— BEGIN Data supplied —
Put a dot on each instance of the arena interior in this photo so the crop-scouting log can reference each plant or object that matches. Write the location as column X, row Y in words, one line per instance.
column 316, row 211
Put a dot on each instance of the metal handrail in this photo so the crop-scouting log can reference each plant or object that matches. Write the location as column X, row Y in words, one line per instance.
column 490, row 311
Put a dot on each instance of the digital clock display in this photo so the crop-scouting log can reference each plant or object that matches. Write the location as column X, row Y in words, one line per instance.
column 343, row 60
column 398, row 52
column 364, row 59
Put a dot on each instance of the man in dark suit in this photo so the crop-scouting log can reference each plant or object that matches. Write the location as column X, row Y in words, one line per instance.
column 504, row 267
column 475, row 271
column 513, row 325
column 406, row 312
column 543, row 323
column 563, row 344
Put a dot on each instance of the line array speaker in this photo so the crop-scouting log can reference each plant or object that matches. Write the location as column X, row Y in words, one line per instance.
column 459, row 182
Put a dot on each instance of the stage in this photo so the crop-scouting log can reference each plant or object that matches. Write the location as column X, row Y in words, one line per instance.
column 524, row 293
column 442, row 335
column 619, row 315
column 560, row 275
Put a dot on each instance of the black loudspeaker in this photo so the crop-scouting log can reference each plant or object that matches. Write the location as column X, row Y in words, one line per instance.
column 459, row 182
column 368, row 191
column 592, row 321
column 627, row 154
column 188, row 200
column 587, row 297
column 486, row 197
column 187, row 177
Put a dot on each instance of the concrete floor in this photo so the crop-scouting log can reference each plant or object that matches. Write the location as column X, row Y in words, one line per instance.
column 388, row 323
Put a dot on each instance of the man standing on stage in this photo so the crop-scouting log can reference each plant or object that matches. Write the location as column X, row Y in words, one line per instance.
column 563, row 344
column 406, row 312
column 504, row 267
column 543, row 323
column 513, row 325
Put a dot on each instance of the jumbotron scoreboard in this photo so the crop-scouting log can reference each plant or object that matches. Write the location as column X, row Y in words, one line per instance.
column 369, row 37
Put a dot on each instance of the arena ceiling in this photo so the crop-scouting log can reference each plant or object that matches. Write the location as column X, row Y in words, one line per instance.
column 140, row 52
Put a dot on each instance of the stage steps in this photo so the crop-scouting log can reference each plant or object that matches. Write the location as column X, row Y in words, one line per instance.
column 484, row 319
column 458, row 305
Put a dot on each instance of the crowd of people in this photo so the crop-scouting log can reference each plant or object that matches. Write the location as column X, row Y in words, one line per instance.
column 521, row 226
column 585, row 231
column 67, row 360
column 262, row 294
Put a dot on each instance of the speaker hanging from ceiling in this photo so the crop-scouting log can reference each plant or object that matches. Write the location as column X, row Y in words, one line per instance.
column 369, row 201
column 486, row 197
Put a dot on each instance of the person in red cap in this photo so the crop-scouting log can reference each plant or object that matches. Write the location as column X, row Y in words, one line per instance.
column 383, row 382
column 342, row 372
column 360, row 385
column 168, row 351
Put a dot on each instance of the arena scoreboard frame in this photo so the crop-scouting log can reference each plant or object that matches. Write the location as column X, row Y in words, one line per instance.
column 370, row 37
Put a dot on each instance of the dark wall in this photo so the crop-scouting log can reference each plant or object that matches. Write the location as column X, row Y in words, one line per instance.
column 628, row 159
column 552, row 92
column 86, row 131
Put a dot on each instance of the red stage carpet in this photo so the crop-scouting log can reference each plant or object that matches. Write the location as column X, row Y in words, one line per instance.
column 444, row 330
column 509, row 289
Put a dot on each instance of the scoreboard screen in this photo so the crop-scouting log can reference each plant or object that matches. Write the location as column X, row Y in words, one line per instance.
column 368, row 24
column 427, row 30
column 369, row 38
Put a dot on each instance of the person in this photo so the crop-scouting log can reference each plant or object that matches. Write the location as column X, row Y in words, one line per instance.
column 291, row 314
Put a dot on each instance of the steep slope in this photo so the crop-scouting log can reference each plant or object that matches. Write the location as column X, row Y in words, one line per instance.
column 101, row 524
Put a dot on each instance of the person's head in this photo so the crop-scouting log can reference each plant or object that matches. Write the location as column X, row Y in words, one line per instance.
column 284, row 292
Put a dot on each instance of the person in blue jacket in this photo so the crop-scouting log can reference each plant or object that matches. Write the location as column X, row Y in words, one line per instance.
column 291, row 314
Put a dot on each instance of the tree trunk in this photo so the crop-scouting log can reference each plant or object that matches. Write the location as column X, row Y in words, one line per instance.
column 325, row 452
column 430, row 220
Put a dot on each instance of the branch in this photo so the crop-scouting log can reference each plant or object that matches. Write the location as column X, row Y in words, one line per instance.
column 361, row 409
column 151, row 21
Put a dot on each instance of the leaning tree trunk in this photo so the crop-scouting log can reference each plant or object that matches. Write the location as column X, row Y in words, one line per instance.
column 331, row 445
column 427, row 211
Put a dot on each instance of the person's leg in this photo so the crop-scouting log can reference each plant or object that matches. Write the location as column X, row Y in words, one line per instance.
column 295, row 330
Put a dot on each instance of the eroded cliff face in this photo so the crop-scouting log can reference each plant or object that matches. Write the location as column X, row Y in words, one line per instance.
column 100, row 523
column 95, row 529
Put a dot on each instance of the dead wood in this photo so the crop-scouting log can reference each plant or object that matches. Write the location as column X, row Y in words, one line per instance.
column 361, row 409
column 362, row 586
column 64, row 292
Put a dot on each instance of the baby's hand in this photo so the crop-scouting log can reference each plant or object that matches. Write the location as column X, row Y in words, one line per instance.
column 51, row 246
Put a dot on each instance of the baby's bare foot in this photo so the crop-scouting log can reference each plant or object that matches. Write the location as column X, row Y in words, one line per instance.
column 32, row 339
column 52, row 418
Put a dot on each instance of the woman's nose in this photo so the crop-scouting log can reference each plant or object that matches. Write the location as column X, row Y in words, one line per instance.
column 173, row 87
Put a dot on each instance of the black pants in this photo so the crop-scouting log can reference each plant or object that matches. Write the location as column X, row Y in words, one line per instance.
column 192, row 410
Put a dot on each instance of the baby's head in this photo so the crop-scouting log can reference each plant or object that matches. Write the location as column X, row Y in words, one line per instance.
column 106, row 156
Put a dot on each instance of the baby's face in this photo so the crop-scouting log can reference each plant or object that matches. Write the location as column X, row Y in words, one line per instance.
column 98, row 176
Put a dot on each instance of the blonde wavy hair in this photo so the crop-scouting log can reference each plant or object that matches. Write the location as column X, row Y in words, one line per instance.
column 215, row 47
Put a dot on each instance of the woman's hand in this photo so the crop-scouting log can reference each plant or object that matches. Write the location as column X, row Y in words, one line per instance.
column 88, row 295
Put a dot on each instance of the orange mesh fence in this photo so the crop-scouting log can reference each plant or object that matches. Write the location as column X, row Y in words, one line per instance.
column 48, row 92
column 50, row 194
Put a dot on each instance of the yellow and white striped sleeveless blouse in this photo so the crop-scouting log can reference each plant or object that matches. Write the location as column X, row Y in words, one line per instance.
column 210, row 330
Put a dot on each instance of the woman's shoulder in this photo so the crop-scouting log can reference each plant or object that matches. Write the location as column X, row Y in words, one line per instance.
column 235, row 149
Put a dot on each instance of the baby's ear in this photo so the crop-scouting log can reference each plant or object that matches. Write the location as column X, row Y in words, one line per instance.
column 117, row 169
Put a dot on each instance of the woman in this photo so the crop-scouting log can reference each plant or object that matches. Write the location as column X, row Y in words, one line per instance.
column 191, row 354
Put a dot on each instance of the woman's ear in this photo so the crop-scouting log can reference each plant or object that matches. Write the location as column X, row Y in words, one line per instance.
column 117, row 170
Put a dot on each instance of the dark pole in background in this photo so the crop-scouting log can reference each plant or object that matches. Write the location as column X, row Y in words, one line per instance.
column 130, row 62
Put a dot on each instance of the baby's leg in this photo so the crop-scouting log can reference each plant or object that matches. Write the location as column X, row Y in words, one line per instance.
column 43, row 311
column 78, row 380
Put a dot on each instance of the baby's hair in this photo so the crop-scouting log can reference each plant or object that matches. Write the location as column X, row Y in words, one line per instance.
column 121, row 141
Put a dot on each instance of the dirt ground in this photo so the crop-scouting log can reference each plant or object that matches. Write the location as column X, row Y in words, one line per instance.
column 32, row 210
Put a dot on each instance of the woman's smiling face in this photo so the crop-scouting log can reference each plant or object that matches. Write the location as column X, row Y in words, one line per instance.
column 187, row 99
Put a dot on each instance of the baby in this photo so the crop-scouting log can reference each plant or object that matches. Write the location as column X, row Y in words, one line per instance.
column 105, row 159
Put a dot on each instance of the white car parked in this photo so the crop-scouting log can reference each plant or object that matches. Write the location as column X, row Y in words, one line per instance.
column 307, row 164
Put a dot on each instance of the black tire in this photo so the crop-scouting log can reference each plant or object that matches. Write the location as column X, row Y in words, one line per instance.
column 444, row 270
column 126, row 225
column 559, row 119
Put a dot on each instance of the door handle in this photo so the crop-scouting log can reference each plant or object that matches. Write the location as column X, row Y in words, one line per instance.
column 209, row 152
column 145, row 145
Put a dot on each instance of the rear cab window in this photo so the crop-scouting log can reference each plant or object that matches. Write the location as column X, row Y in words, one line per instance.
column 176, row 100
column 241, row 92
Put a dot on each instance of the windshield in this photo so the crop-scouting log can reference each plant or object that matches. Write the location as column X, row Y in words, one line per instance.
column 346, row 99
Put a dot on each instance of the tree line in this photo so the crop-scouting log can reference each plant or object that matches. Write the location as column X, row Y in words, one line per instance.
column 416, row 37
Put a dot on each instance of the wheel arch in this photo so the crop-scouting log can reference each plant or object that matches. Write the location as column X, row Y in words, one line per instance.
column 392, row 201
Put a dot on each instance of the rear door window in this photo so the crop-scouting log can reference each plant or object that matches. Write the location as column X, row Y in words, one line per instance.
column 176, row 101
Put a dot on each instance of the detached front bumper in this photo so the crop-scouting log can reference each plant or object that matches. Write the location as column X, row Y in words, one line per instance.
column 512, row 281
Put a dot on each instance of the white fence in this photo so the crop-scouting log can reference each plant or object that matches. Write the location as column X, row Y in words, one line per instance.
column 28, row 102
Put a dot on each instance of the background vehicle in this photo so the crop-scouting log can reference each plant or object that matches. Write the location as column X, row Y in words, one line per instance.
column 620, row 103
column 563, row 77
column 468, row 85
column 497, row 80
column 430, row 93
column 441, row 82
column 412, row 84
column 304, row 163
— END Data supplied —
Given request:
Rewrite the material as a numbered list, leaving out blank lines, starting at the line that contains "Put a dot on each instance of the arena scoreboard" and ending after the line that contains "column 370, row 37".

Reply to the task:
1. Put a dot on each instance of the arena scoreboard frame in this photo so the crop-scouting log can reference each plant or object that matches. Write the location as column X, row Y in words, one line per instance.
2. column 370, row 37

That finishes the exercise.